**WHAT YOU HAVE TO DO**: A complete, exact copy of the records below is the required result.

**DATASET RECORDS**:
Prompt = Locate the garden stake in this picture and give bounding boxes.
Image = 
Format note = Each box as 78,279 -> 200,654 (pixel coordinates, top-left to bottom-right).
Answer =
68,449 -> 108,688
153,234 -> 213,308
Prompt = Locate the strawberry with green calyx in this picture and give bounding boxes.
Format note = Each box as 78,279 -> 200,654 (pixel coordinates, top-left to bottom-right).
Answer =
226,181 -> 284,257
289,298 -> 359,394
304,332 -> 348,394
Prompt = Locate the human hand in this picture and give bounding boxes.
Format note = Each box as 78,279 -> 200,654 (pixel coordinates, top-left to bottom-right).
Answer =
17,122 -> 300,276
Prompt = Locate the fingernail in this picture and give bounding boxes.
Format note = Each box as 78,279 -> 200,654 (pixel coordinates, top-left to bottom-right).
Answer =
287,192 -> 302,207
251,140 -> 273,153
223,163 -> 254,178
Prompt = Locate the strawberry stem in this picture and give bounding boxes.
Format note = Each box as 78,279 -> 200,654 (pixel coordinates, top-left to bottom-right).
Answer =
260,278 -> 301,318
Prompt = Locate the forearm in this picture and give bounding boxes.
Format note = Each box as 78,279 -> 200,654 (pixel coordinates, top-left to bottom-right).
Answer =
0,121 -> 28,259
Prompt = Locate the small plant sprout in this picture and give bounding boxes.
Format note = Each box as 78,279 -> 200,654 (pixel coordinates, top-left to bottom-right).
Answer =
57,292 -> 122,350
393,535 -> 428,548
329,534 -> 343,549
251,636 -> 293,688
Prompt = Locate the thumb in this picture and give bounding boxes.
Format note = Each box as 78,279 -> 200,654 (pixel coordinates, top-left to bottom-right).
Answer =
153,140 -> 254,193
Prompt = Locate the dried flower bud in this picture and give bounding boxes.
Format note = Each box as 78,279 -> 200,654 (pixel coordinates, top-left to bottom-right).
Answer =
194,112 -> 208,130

**ANSWER TO THE PROBLEM**:
Prompt = Locate the garden stake in this picture and give bounding boxes.
Image = 
Format note = Each box as 78,279 -> 200,654 (pixel coordinates, top-left to bottom-right).
Answer =
68,449 -> 108,688
153,234 -> 213,308
Prompt = Locate the strawberry with green calyx in this picture and give bounding boxes.
Format note = Each box as 78,279 -> 200,654 (pixel coordinates, top-left to bottom-right).
Answer =
226,181 -> 284,257
289,298 -> 359,394
304,332 -> 348,394
Prompt = Locate the human hand in this picture and give bounding boxes.
Format note = Each box as 78,279 -> 200,654 (pixel coordinates, top-left to bottom-right).
Answer =
17,122 -> 300,276
Prompt = Locate the fingernail in this picture and give bounding boxes.
Format note = Each box as 78,279 -> 200,654 (pixel coordinates, top-left to bottom-right).
Answer =
287,192 -> 302,207
251,140 -> 273,153
223,163 -> 254,178
Prompt = Locate the strawberry stem in this picture and give bounding boxes.
Format note = Each box as 78,279 -> 200,654 (pixel coordinates, top-left to bottom-right).
Answer =
260,278 -> 301,318
Prompt = Locate the forearm in this picture and give bounding boxes.
Format note = Each box as 78,279 -> 200,654 (pixel coordinates, top-left to bottom-right).
Answer =
0,121 -> 28,259
Prompt = Locate the small plant sprout in this picture and give bounding boxes.
Format note = Each box as 78,279 -> 200,654 (pixel coordinates, top-left to bottom-right).
Answer =
57,292 -> 122,350
393,535 -> 428,548
329,534 -> 343,549
251,636 -> 293,688
Prompt = Locate the thumb in this picture and give bounding boxes.
Format note = Each box as 78,279 -> 200,654 (pixel coordinates, top-left to bottom-right).
Answer =
153,140 -> 254,193
Prompt = Locate the dried flower bud in this picture and give bounding boxes.
Format note = Each box as 78,279 -> 200,654 (pixel coordinates, top-left to bottom-right).
Answer =
194,112 -> 208,130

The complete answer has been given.